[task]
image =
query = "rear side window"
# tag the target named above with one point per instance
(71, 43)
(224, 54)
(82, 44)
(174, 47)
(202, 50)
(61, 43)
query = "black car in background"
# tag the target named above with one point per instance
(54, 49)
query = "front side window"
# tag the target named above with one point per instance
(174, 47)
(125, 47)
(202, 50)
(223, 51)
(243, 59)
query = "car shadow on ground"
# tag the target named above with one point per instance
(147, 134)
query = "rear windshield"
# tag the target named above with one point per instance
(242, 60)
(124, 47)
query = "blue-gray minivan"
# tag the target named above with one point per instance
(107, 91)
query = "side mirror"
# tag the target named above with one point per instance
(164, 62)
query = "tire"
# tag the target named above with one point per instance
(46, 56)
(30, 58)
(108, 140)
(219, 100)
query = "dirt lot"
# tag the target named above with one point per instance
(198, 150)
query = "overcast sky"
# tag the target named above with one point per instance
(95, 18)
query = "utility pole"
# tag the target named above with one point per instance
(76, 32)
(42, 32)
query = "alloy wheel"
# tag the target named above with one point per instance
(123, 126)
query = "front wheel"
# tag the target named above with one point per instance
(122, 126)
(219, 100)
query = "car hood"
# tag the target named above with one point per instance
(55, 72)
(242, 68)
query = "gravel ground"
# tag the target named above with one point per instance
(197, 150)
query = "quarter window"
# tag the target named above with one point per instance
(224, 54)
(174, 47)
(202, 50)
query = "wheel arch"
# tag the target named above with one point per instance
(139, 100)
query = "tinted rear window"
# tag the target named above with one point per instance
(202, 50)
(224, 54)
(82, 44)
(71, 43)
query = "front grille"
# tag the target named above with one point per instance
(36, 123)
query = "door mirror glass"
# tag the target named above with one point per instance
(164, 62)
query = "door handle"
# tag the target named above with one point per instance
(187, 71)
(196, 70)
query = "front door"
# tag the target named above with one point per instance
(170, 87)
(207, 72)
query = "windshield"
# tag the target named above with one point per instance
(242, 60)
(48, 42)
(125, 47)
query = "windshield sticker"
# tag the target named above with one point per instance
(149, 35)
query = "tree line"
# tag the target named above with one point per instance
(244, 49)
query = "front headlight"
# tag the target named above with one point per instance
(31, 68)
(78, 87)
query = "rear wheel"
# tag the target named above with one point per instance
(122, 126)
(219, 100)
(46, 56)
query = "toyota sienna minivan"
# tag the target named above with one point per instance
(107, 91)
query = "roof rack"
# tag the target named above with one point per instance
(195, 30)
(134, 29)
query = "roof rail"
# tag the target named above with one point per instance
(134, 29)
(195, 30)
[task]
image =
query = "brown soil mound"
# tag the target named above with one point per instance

● Exercise
Every entry must be output again, exactly as written above.

● Complete output
[task]
image =
query = "rear side window"
# tag the target named above with one point per instance
(71, 43)
(224, 54)
(82, 44)
(174, 47)
(202, 50)
(61, 43)
query = "black car in background"
# tag the target named above with one point per instance
(54, 49)
query = "front side window"
# tag the target named above with one point per instance
(174, 47)
(125, 47)
(202, 50)
(223, 51)
(243, 59)
query = "car shadow on ground"
# tag the target named above with one point per instance
(147, 134)
query = "rear windshield"
# tag the target named above with one point per instance
(242, 60)
(124, 47)
query = "blue-gray minivan"
# tag the target named above with one point per instance
(107, 91)
query = "side mirror"
# tag the target named above with one point per instance
(164, 62)
query = "tire"
# tag the target named above with one point per instance
(46, 56)
(30, 58)
(108, 140)
(219, 100)
query = "dirt lot"
# tag the target named above with one point per instance
(198, 150)
query = "overcast sky"
# tag the target named above with one point per instance
(95, 18)
query = "utility pole"
# tag the target named above with one point per instance
(76, 32)
(42, 32)
query = "alloy wheel"
# tag the target named above with one point per instance
(123, 126)
query = "front wheel"
# tag the target named above with one point per instance
(122, 126)
(219, 100)
query = "car hood"
# tag the target named above with one point per instance
(55, 72)
(242, 68)
query = "gravel ground"
# tag the target named above with one point per instance
(197, 150)
query = "quarter window"
# tag the target named above with one point per instance
(224, 54)
(174, 47)
(202, 50)
query = "wheel arch"
# tag the target named above with one point per instance
(139, 100)
query = "tinted rear window"
# tag the target named above with one point per instance
(202, 50)
(224, 54)
(82, 44)
(71, 43)
query = "front grille"
# tag the target named above with one point per instance
(36, 123)
query = "door mirror glass"
# tag the target named above with one point per instance
(164, 62)
query = "door handle"
# tag the target named above with one point per instance
(187, 71)
(196, 70)
query = "front door"
# tag the target named above with one point per instance
(170, 87)
(207, 72)
query = "windshield"
# tag the target named above with one point per instance
(242, 60)
(48, 42)
(125, 47)
query = "windshield sticker"
# tag the target named above with one point per instance
(149, 35)
query = "tree line"
# tag the target named above with one point per instance
(244, 49)
query = "front headlight"
# tag the target named above with one point per instance
(31, 68)
(78, 87)
query = "rear wheel"
# tag the target named above with one point per instance
(122, 126)
(219, 100)
(46, 56)
query = "toyota sienna minivan"
# tag the target named above with one point per instance
(107, 91)
query = "roof rack"
# tag the target named above with one point per instance
(195, 30)
(134, 29)
query = "roof rail"
# tag the target named above with one point per instance
(134, 29)
(195, 30)
[task]
image =
query = "brown soil mound"
# tag the target named above with one point per instance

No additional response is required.